Task: Reproduce every one of the entries below word for word, without changing a single character.

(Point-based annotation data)
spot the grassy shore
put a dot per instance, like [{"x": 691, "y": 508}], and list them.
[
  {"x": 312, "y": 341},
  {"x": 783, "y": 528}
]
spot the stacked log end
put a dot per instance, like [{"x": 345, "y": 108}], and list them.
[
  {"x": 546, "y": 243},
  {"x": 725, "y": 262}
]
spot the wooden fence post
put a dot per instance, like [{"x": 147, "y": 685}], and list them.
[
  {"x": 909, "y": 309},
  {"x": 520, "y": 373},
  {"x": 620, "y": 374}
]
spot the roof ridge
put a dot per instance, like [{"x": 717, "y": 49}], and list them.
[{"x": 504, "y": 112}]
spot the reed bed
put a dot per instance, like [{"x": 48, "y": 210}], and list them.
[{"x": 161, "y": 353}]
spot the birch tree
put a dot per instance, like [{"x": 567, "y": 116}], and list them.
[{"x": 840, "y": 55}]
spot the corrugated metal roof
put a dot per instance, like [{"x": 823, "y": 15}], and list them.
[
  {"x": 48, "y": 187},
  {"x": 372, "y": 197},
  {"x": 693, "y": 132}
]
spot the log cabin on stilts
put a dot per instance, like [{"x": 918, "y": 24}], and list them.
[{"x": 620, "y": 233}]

Correct output:
spot the grassy shore
put a dot per instance, like [{"x": 691, "y": 508}], and list them.
[
  {"x": 312, "y": 341},
  {"x": 783, "y": 528}
]
spot the stacked log end
put a dot per instance, like [{"x": 345, "y": 108}], and list them.
[
  {"x": 546, "y": 243},
  {"x": 725, "y": 262}
]
spot the wooden fence post
put a dot per instance, like [{"x": 147, "y": 685}], and list them.
[
  {"x": 909, "y": 309},
  {"x": 520, "y": 373},
  {"x": 620, "y": 374}
]
spot the roof ridge
put a dot per instance, like [{"x": 717, "y": 49}], and list them.
[{"x": 504, "y": 112}]
spot the reed bed
put a dot per instance, like [{"x": 48, "y": 210}], and list them.
[{"x": 161, "y": 353}]
spot the birch tree
put a dot per instance, like [{"x": 567, "y": 116}], and list them.
[{"x": 840, "y": 55}]
spot the corrugated metal roof
put a dot per instance, like [{"x": 823, "y": 15}], and list them.
[
  {"x": 48, "y": 187},
  {"x": 372, "y": 197},
  {"x": 693, "y": 132}
]
spot the log cabin on stilts
put a dot per instance, like [{"x": 918, "y": 24}], and list them.
[{"x": 620, "y": 233}]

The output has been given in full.